● What needs to be done:
Edit the entries below so that each "thickest" reads "widest" instead. Keep everything else the same.

— BEGIN Input material —

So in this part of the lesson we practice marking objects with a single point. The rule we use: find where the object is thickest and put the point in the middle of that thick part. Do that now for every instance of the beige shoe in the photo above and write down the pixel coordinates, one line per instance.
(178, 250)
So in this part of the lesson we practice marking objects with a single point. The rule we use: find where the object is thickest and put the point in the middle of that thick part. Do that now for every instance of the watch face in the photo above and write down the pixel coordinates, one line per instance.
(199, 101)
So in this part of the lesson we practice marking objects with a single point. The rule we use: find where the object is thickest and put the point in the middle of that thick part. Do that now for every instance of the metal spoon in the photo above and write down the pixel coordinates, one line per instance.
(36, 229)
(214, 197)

— END Input material —

● Solution to this problem:
So in this part of the lesson we practice marking objects with a single point. The rule we use: find where the object is widest and put the point in the middle of that thick part. Do that now for every instance of the beige shoe in the photo above and write down the pixel coordinates, one line per instance.
(178, 250)
So in this part of the lesson we practice marking objects with a single point. The rule we use: find where the object is widest and put the point in the middle of that thick part. Do that now for every instance of the watch face in the photo above and write down the pixel coordinates, one line per instance.
(199, 101)
So in this part of the lesson we practice marking objects with a single point. The rule we use: find where the object is widest and put the point in the middle of that thick part. Do that now for every instance of the metal spoon in the photo above and write down the pixel coordinates, one line per instance.
(36, 229)
(214, 197)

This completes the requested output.